[Task inputs]:
============

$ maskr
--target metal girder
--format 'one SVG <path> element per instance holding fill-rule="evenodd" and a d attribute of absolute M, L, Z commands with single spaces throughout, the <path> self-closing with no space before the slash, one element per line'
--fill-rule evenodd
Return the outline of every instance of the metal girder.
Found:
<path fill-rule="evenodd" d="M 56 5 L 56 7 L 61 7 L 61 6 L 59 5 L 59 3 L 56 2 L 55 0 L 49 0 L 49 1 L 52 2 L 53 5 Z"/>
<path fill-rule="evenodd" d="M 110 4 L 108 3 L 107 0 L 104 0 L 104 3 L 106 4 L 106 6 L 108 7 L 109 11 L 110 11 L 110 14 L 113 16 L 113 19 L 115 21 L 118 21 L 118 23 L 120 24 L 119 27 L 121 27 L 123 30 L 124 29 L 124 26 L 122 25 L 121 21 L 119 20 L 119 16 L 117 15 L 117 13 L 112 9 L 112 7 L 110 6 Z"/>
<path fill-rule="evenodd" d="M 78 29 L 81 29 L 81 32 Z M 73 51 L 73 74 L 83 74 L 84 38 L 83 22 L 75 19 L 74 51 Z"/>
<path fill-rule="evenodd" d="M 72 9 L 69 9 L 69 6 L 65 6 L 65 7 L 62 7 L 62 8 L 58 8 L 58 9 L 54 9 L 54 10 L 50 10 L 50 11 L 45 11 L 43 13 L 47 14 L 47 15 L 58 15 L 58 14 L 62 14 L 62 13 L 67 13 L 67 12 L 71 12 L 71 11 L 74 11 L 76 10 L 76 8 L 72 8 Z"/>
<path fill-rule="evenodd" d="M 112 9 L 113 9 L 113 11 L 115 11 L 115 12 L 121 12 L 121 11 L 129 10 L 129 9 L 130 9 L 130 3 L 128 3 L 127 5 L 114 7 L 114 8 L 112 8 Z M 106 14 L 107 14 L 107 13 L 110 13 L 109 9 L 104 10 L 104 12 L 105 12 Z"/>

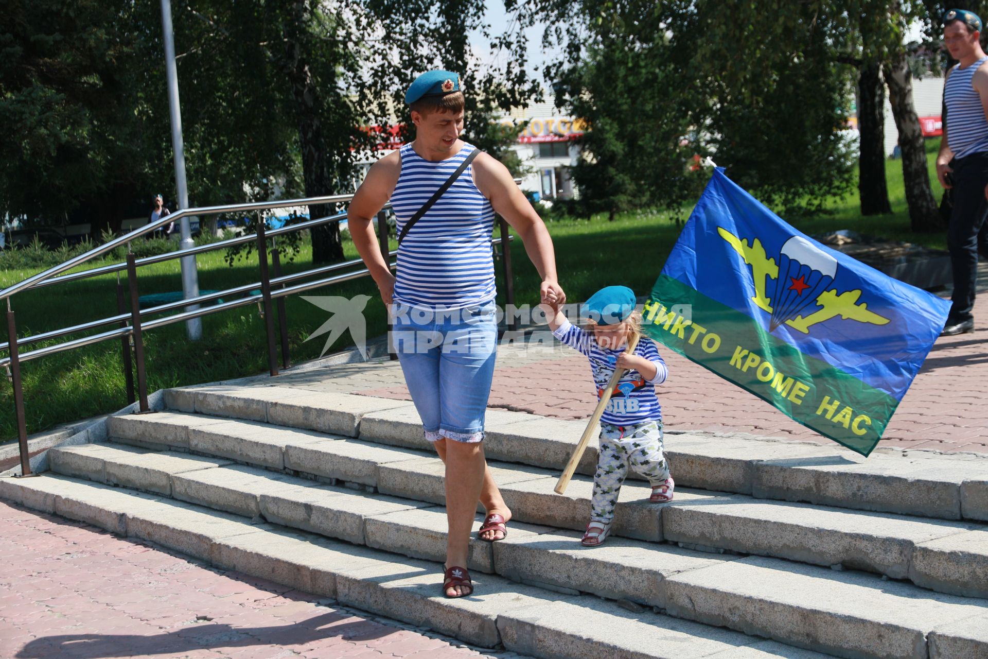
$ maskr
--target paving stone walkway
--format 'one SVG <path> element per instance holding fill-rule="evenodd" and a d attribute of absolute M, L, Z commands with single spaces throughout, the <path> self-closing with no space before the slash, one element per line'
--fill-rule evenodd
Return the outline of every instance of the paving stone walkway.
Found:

============

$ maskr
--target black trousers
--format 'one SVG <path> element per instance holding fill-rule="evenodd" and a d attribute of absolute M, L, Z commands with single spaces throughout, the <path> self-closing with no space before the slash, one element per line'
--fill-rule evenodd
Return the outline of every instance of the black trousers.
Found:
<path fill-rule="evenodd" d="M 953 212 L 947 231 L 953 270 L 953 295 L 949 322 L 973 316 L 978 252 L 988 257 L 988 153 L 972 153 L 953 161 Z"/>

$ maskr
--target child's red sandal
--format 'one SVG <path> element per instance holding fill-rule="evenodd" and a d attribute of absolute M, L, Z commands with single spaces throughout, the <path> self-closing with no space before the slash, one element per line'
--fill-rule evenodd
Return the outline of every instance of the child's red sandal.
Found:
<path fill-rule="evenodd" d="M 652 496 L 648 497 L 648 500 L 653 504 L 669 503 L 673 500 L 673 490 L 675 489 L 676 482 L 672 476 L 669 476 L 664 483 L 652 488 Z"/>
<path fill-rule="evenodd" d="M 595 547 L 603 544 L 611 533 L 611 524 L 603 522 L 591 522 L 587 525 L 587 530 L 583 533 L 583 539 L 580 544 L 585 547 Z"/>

============

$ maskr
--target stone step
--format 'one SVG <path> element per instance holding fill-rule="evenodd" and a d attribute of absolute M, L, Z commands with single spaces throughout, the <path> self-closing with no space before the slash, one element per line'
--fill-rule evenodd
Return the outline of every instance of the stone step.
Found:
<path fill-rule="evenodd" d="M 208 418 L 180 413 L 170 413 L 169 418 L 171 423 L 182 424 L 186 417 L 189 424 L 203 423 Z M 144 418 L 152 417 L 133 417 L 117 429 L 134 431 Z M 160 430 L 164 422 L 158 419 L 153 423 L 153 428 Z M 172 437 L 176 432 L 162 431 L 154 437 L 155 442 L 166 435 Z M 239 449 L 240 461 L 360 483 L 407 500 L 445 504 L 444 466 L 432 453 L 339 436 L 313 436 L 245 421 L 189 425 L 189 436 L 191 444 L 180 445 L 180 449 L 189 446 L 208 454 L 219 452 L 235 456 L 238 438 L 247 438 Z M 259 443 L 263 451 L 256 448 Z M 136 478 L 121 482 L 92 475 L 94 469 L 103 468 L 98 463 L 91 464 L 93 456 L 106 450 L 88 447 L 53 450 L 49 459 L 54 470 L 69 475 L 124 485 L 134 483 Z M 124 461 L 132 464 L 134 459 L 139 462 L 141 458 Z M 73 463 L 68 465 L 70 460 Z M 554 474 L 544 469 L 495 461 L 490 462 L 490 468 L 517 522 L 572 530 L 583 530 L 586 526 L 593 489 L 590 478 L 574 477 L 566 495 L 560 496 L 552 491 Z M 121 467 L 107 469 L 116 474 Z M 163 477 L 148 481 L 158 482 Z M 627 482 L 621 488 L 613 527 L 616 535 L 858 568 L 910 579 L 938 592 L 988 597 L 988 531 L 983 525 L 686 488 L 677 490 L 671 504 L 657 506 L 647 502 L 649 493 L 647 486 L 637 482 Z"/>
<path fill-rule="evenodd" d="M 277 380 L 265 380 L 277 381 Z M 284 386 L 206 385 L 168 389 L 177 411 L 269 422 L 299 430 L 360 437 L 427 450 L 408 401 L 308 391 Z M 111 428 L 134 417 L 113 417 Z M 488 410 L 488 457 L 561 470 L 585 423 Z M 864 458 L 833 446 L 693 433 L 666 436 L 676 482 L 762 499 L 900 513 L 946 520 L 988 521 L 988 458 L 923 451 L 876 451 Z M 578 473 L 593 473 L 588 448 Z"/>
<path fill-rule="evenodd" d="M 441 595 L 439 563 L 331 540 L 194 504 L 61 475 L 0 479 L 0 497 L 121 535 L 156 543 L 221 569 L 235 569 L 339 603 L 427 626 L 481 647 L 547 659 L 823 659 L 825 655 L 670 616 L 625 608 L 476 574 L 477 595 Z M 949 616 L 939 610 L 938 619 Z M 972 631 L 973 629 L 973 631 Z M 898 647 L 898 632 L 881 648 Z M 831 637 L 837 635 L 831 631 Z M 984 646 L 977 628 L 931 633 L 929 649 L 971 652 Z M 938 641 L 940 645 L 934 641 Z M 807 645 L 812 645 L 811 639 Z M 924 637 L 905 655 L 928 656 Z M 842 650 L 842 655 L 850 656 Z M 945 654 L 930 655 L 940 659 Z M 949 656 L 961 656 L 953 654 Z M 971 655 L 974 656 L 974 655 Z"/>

============

[Goal]:
Report every line of the records above that contains the string "child", reproducing each such line in full.

[Exercise solution]:
--target child's red sandal
Return the outline of every instance of the child's red sandal.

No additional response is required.